Copy all of the following material line for line, without changing anything.

[begin Dataset records]

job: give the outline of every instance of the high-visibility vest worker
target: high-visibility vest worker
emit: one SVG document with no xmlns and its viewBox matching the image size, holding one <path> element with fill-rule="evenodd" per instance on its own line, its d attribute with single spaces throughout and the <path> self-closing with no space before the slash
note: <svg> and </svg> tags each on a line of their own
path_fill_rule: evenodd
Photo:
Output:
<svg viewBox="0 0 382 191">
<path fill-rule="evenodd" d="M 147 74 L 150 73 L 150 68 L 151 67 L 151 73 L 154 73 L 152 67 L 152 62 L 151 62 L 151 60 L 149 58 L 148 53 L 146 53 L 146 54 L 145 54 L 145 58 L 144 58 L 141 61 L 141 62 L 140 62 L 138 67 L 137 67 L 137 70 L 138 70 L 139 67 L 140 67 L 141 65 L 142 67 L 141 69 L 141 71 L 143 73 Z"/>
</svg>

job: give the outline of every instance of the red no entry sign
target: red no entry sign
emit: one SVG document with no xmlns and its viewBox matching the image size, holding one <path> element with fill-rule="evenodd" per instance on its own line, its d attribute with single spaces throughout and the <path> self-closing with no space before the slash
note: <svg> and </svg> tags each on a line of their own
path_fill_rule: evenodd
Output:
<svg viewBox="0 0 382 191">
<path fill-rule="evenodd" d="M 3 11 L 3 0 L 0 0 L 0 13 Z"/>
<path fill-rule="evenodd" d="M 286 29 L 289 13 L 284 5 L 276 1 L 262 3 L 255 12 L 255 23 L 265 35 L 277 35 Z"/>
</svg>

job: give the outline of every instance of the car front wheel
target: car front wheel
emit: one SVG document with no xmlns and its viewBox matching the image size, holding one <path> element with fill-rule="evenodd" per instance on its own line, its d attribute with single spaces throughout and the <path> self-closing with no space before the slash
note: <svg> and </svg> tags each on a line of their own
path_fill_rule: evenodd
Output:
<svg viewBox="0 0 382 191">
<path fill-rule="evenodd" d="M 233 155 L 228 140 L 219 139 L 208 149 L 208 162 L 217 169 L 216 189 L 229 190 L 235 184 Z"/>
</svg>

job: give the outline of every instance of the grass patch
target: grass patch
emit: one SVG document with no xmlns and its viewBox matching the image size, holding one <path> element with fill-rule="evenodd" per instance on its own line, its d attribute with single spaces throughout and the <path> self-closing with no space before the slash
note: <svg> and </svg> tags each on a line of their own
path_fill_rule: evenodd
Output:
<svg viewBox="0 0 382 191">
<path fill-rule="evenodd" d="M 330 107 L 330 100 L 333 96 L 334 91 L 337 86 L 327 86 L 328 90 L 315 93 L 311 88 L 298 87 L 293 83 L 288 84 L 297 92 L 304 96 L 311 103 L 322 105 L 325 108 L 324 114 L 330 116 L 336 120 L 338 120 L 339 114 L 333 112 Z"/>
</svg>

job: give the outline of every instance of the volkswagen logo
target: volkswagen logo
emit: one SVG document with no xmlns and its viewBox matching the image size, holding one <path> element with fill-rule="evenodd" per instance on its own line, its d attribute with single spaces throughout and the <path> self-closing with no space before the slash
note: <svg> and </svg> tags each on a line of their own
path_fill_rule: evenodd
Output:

[end Dataset records]

- **Task solution**:
job: give the outline of every instance of the high-visibility vest worker
target: high-visibility vest worker
emit: one SVG document with no xmlns and its viewBox matching the image size, holding one <path> element with fill-rule="evenodd" per instance on its own line, its d attribute with single spaces throughout and the <path> self-closing with no space before the slash
note: <svg> and </svg> tags each on a line of their own
path_fill_rule: evenodd
Photo:
Output:
<svg viewBox="0 0 382 191">
<path fill-rule="evenodd" d="M 147 74 L 150 73 L 150 68 L 151 67 L 151 73 L 154 73 L 152 67 L 152 62 L 151 62 L 151 60 L 149 58 L 148 53 L 146 53 L 146 54 L 145 54 L 145 58 L 144 58 L 141 61 L 141 62 L 140 62 L 138 67 L 137 67 L 137 70 L 138 70 L 139 67 L 140 67 L 141 65 L 142 67 L 141 69 L 141 71 L 143 73 Z"/>
</svg>

job: give the outline of every instance of the red no entry sign
target: red no entry sign
emit: one SVG document with no xmlns and its viewBox matching the image size, holding one <path> element with fill-rule="evenodd" per instance on its own line, its d attribute with single spaces throughout and the <path> self-closing with no space before the slash
note: <svg> and </svg> tags each on a line of their own
path_fill_rule: evenodd
Output:
<svg viewBox="0 0 382 191">
<path fill-rule="evenodd" d="M 3 11 L 3 0 L 0 0 L 0 13 Z"/>
<path fill-rule="evenodd" d="M 286 29 L 289 13 L 284 5 L 276 1 L 262 3 L 255 12 L 255 23 L 265 35 L 277 35 Z"/>
</svg>

job: give the outline of every instance of the car front wheel
target: car front wheel
emit: one SVG document with no xmlns and its viewBox matching the image size, holding one <path> element with fill-rule="evenodd" per instance on its own line, its d attribute with single spaces throughout and the <path> self-closing with no space before the slash
note: <svg> and </svg> tags each on a line of their own
path_fill_rule: evenodd
Output:
<svg viewBox="0 0 382 191">
<path fill-rule="evenodd" d="M 233 155 L 228 140 L 219 139 L 208 149 L 208 162 L 217 169 L 216 189 L 229 190 L 235 184 Z"/>
</svg>

job: give the outline of every instance of the grass patch
target: grass patch
emit: one SVG document with no xmlns and its viewBox matching the image size, holding one <path> element with fill-rule="evenodd" per instance on its own line, its d attribute with single spaces throughout and the <path> self-closing with no space before the slash
note: <svg> and </svg> tags each on a line of their own
path_fill_rule: evenodd
Output:
<svg viewBox="0 0 382 191">
<path fill-rule="evenodd" d="M 330 107 L 330 100 L 333 96 L 334 91 L 337 86 L 327 86 L 328 90 L 315 93 L 311 88 L 298 87 L 293 83 L 288 84 L 297 92 L 304 96 L 311 103 L 322 105 L 325 108 L 324 114 L 330 116 L 336 120 L 338 120 L 339 114 L 333 112 Z"/>
</svg>

job: give the outline of every instance of the volkswagen logo
target: volkswagen logo
emit: one SVG document with no xmlns and its viewBox matching the image size, holding one <path> element with fill-rule="evenodd" per instance on its own line, its d attribute with single spaces throughout and the <path> self-closing with no space before the slash
note: <svg> and </svg> tags each on a line of their own
path_fill_rule: evenodd
Output:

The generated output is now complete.